┌──

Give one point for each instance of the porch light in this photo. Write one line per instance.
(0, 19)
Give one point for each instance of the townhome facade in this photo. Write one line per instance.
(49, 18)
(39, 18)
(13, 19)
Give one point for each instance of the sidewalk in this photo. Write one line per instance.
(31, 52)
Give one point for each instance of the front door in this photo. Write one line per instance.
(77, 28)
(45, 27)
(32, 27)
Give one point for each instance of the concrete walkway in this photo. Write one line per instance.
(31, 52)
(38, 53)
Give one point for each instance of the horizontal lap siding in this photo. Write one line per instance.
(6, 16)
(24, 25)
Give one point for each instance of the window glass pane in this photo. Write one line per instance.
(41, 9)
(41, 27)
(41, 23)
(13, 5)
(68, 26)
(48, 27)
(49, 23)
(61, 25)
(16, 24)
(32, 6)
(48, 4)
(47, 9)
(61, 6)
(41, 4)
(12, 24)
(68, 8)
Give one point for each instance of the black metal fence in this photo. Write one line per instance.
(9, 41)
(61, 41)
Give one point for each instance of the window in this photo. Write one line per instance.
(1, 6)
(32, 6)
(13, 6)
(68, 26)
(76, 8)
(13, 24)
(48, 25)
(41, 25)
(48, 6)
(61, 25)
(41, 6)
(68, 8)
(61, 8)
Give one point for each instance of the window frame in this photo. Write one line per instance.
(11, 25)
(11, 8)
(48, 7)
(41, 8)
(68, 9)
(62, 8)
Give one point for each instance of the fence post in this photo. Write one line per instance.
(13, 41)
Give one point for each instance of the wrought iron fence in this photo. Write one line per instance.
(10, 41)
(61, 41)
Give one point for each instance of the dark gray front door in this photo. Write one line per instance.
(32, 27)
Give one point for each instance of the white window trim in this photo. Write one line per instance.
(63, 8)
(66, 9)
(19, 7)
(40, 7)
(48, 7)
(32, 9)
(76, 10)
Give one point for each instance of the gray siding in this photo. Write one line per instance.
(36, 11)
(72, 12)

└──

### Aim
Begin at the line containing "Give one point for each instance of the window glass" and reproduce each line through the end of the records above.

### Complete answer
Give one point for each instance of the window glass pane in this photo. Write one line per instance.
(41, 9)
(41, 27)
(41, 23)
(13, 5)
(68, 26)
(48, 27)
(49, 23)
(61, 25)
(16, 24)
(32, 6)
(48, 4)
(47, 9)
(61, 6)
(41, 4)
(12, 24)
(68, 8)
Give one point for each instance of the black metal fence in this photo. Write one line per instance.
(9, 41)
(61, 41)
Give one point for each instance of the window in this photo. Write one line per instance.
(1, 6)
(32, 6)
(13, 6)
(68, 26)
(76, 8)
(13, 24)
(48, 25)
(41, 25)
(48, 6)
(61, 25)
(41, 6)
(68, 8)
(61, 8)
Give one point for each instance of the window frame in this photo. Write one line per instance.
(11, 25)
(11, 8)
(48, 7)
(41, 8)
(68, 9)
(62, 8)
Give one point for each instance of the fence post in this photo. Write one line per instance.
(13, 41)
Give one point for each instance of the wrought iron fence in this photo. Write one line per instance.
(10, 41)
(61, 41)
Give one point for each instance of the dark gray front door in this photo. Write one line per instance.
(32, 27)
Give one point for each instance of the white window trim in this photo. Write one line per instance.
(63, 8)
(66, 9)
(19, 7)
(40, 7)
(48, 7)
(32, 9)
(76, 10)
Give one point for each instance of the gray siding in this photo. Write one line per instance.
(36, 11)
(72, 12)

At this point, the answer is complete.